BEGIN Passage given

= Hsu Hung-chi =

Taiwanese martial artist

Hsu Hung-chi

Hsu Hung-chi or Xu Hongji (许鸿基 (許鴻基, Xǔ Hóngjī)) (1934–1984) was a Taiwanese martial artist who specialized in the Neijia of xingyiquan, baguazhang and taijiquan.

Hsu was born in Taihoku, Taihoku Prefecture, in 1934 to a family of six brothers. In school, he was very athletic and participated in swimming, soccer and judo. He began his study of Shaolin kung fu with his father at an early age. He also learned boxing and became a skilled street fighter. After studying the external styles of shaolin for many years, he discovered the unique effectiveness of the neijia and began training with Hung I-Hsiang, a master of all three of the major Chinese internal arts, xingyiquan, baguazhang and taijiquan.

After many years of training, Hsu opened his own martial arts school. Hsu's school used a modified version of the Tang Shou Tao (唐手道; lit. Chinese Hand Way) system developed by his teacher Hung I-hsiang. Hsu named his school Shen Long Tang Shou Tao (神龙唐手道; lit. Spirit Dragon Chinese Hand Way). Tang Shou Tao is not a separate style of martial art, but rather a practical, step-by-step, systematic approach to learning internal martial arts and developing highly refined levels of skill.

END Passage given
BEGIN Supplied records

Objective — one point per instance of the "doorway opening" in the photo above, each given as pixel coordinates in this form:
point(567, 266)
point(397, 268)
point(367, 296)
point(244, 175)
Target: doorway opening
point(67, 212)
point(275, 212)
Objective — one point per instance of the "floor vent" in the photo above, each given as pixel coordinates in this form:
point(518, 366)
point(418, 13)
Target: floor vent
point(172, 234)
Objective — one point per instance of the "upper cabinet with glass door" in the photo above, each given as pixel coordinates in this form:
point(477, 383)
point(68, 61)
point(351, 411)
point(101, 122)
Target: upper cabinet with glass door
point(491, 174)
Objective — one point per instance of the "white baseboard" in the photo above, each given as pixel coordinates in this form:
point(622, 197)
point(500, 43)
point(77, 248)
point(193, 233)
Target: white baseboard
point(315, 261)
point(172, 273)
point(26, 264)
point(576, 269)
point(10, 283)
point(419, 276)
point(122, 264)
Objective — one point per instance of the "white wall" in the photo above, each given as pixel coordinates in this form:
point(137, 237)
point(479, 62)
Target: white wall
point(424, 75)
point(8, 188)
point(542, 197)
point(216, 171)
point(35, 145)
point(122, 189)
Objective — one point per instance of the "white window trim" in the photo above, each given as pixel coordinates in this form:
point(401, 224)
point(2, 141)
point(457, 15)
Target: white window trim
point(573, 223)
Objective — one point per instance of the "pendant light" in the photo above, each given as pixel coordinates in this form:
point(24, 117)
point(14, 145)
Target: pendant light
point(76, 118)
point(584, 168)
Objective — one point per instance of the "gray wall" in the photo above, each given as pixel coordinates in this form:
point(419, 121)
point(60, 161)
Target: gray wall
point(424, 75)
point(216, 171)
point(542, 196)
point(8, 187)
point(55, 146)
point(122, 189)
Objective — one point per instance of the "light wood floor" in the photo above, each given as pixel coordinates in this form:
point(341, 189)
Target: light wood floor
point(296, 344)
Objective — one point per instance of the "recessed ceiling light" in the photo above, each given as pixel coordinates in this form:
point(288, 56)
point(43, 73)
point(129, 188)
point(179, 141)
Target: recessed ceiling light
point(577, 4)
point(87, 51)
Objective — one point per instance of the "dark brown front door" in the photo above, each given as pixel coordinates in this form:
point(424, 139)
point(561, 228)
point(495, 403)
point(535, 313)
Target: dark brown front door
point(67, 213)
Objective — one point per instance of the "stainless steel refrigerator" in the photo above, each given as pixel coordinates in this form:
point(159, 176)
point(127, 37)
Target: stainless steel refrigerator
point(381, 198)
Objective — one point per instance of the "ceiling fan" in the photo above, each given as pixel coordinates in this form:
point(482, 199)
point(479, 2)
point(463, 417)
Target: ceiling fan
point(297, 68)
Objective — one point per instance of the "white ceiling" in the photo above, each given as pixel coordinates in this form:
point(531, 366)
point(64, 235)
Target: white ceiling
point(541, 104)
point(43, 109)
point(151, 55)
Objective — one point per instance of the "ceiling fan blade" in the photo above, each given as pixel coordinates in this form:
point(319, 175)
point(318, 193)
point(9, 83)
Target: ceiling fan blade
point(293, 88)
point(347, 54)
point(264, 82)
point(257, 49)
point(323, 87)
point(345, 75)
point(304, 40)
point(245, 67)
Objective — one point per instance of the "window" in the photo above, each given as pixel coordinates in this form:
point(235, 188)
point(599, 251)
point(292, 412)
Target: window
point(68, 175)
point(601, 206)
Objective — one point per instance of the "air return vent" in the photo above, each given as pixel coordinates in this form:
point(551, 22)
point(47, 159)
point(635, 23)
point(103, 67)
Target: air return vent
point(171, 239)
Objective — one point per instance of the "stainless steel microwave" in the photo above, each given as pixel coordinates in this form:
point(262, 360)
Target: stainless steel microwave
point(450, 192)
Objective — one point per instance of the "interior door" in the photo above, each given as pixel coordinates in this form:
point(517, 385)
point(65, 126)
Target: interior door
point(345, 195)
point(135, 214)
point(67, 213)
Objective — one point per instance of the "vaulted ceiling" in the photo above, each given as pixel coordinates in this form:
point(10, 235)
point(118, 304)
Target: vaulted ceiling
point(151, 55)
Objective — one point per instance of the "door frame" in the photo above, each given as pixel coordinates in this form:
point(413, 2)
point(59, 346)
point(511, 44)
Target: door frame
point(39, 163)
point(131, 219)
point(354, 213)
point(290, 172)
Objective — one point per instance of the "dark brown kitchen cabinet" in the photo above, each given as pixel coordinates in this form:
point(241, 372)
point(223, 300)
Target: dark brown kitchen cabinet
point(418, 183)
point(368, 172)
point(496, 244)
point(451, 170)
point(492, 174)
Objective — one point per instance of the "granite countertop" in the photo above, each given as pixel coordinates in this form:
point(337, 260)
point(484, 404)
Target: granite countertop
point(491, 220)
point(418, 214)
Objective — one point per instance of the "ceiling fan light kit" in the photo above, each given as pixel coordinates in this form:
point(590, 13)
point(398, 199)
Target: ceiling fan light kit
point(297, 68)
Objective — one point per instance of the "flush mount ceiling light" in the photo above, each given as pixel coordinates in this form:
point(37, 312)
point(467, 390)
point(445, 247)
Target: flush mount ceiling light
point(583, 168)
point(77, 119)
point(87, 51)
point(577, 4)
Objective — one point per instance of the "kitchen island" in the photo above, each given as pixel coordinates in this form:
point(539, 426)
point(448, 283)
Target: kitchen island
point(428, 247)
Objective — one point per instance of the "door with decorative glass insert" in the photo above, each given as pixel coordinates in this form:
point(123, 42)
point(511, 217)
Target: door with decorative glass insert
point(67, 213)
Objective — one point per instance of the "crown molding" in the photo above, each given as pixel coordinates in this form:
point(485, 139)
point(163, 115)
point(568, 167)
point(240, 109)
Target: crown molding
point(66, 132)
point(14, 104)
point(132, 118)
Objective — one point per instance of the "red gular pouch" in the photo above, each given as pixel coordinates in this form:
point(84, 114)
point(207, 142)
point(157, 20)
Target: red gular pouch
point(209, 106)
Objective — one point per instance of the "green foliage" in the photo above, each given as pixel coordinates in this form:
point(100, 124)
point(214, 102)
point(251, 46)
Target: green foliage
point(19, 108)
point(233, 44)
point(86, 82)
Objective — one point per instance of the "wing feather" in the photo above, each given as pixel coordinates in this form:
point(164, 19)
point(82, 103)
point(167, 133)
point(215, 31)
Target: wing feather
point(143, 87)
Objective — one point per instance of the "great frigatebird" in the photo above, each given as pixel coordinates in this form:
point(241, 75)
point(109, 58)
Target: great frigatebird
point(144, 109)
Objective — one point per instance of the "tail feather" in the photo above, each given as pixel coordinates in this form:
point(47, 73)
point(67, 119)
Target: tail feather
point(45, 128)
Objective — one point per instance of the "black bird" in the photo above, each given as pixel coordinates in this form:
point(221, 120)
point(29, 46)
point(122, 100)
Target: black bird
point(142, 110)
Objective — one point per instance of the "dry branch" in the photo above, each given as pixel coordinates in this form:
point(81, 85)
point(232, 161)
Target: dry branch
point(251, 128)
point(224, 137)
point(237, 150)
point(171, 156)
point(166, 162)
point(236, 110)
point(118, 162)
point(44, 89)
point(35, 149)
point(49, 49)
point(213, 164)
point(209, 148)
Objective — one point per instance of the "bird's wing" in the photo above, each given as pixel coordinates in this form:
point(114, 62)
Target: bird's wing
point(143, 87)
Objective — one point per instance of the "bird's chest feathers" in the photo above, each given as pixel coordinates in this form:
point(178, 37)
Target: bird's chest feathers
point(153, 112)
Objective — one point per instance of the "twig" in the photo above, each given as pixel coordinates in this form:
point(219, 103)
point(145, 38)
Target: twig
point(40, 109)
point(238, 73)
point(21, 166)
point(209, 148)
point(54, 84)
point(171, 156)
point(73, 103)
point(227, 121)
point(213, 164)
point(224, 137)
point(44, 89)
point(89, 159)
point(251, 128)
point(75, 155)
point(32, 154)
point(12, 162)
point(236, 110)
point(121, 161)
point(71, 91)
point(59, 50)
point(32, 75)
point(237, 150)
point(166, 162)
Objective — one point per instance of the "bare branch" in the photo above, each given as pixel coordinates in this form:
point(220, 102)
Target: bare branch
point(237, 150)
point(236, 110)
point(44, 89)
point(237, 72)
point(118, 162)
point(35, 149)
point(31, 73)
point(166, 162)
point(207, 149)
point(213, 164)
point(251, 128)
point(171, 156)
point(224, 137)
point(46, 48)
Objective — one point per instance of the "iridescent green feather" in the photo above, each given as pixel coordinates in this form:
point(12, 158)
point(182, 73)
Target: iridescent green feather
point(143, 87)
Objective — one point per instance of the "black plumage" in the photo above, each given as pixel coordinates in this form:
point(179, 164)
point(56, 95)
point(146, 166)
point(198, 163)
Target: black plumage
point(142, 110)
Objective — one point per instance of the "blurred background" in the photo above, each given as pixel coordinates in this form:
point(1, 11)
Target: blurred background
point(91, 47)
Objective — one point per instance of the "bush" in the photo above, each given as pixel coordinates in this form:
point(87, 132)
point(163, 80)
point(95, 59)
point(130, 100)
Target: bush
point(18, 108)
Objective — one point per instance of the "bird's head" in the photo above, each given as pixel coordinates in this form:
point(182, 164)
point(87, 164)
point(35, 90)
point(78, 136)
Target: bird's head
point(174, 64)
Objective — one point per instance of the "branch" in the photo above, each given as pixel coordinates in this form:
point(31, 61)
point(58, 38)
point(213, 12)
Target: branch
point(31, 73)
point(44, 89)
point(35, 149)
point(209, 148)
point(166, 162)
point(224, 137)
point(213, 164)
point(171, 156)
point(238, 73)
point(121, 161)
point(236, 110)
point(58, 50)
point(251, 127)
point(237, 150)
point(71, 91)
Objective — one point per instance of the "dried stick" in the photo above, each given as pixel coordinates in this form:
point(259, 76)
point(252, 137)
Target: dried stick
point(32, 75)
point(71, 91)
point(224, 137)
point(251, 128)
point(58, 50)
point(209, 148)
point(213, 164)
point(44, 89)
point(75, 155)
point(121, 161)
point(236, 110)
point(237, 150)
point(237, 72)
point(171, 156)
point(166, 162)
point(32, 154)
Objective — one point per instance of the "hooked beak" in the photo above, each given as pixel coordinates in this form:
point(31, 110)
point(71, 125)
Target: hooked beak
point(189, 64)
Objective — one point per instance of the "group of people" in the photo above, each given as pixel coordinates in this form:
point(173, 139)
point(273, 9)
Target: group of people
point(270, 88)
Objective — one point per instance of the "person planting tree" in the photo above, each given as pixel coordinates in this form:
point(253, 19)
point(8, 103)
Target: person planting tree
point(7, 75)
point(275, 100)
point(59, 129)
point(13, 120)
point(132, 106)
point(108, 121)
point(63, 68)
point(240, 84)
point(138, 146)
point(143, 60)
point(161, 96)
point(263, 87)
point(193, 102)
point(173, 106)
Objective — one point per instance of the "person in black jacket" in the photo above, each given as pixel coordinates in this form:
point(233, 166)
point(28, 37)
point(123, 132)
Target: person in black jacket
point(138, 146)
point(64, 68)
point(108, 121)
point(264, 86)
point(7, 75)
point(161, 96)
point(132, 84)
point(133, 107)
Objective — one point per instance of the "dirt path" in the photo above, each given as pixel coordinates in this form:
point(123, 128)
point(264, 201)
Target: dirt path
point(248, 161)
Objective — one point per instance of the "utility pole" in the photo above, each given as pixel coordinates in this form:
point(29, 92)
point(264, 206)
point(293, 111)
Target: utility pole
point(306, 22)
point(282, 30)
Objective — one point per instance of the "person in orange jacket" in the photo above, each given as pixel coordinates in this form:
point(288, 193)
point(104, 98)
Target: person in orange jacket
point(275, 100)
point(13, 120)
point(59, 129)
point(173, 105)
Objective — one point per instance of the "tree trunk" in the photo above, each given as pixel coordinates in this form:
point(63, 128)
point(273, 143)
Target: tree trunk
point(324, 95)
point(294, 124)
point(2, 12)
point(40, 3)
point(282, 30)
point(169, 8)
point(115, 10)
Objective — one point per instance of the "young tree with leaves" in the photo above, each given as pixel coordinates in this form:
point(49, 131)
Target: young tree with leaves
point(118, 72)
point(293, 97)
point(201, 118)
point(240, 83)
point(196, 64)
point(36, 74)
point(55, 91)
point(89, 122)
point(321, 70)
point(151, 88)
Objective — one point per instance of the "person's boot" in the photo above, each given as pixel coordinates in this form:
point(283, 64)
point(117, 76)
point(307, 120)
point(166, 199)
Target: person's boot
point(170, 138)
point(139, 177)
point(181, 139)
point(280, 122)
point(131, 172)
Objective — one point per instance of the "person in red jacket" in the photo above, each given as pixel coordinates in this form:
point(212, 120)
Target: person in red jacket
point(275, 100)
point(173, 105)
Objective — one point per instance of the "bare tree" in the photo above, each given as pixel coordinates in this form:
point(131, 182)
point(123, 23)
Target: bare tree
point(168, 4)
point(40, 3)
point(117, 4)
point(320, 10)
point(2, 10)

END Supplied records

> **Exercise details**:
Proceed with the article on Hsu Hung-chi above, carrying it on from its final sentence.

> **The reply**:
It incorporates elements of all three of the internal arts (xingyi, bagua, taiji) as well as Shaolin kung fu and qigong. Although he incorporated elements learned from other teachers, Hsu's Tang Shou Tao curriculum was very similar to Hung's.

Hsu felt that if a person, no matter what their race or nationality, sincerely wanted to learn and was willing to work hard, then he would teach them. In the late 1960s he began teaching American and Japanese students in Taiwan. This led to his falling out of grace with many of his fellow Chinese, including his teacher Hung I-hsiang, even though Hsu was one of Hung's senior students at the time.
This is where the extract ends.